● EXERCISE DETAILS
Print the complete set of entries exactly.

● EXTRACTED INFORMATION
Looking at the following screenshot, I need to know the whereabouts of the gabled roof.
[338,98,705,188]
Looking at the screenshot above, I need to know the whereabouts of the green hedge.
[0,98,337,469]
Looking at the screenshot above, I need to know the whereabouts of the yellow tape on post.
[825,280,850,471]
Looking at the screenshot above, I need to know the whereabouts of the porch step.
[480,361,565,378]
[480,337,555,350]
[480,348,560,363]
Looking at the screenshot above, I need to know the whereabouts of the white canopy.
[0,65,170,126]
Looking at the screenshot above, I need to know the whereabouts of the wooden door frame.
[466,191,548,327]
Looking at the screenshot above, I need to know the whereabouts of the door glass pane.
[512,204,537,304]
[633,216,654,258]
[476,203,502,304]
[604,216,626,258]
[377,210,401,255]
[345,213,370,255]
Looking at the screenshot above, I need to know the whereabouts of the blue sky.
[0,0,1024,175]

● RESPONSE TO THE TASK
Looking at the following screenshot, I need to know the whereabouts of the gabled roof.
[338,98,705,188]
Looking at the screenshot above, I need to know the whereabouts of the green hedge.
[0,98,337,469]
Looking at the screenshot above, I need to know the whereabouts of the yellow tape on post.
[825,280,850,471]
Looking at the screenshot above, I need to know the whereabouts of the porch step.
[480,361,565,378]
[480,337,555,350]
[480,348,560,363]
Looking at the screenshot above, I need to know the whereabouts of the white canopy.
[0,65,170,126]
Looking at the screenshot above, I need to know the whereabouts of the wooden door frame.
[466,191,548,327]
Looking at the screenshot above, I need to know the whereabouts of the door glass pane.
[512,204,537,304]
[633,216,654,258]
[476,203,502,304]
[604,216,626,258]
[377,210,401,255]
[345,213,370,255]
Looking at the screenshot above, I need to know the whereabouts of the blue sky.
[0,0,1024,175]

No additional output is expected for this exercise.